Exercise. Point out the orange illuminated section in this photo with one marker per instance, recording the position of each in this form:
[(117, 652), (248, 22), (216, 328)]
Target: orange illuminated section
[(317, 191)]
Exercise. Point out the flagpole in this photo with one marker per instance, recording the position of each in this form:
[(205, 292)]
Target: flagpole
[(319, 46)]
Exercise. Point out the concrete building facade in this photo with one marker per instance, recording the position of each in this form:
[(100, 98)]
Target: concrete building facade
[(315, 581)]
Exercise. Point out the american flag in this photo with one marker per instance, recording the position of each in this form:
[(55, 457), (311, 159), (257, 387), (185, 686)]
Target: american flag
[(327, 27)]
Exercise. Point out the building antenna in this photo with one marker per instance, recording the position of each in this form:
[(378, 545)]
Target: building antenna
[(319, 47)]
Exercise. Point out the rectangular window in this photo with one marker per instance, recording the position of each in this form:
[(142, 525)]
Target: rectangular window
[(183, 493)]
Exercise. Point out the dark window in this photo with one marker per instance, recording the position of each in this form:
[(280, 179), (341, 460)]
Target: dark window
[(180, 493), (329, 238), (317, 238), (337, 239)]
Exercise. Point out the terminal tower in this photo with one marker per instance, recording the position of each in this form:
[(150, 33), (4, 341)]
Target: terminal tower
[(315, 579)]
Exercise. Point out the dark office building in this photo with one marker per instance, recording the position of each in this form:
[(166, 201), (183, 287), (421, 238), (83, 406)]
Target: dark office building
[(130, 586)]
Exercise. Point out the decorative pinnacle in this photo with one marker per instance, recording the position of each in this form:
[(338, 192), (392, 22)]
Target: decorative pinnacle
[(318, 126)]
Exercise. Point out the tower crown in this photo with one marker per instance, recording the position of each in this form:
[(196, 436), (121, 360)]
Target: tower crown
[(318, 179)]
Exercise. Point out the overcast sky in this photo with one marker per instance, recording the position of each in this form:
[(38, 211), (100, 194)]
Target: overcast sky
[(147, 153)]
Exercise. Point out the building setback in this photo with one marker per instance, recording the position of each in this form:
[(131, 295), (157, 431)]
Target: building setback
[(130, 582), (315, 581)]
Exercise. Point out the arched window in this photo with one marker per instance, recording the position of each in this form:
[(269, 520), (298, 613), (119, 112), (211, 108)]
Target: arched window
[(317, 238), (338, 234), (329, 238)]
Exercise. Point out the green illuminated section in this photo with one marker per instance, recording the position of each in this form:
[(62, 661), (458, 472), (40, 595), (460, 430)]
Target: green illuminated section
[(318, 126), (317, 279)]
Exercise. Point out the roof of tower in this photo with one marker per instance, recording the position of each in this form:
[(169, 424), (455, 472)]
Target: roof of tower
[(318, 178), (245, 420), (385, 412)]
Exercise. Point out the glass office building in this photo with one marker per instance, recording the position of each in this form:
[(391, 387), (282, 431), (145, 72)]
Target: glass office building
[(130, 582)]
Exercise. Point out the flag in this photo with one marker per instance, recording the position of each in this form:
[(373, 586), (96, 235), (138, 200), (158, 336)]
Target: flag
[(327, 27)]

## What you are asked to do
Set out as a Markdown table, with the columns Row and Line, the lines of the data above from the line containing "Exercise. Point out the tower" through the line containing "[(318, 179)]", both included. Number each line in the Row column and omit any blank lines.

## The answer
| Row | Line |
|---|---|
| 1 | Exercise. Point out the tower crown in this photo with one marker per instance, recording the position of each in this form: |
| 2 | [(196, 436), (121, 360)] |
| 3 | Target: tower crown |
| 4 | [(318, 179)] |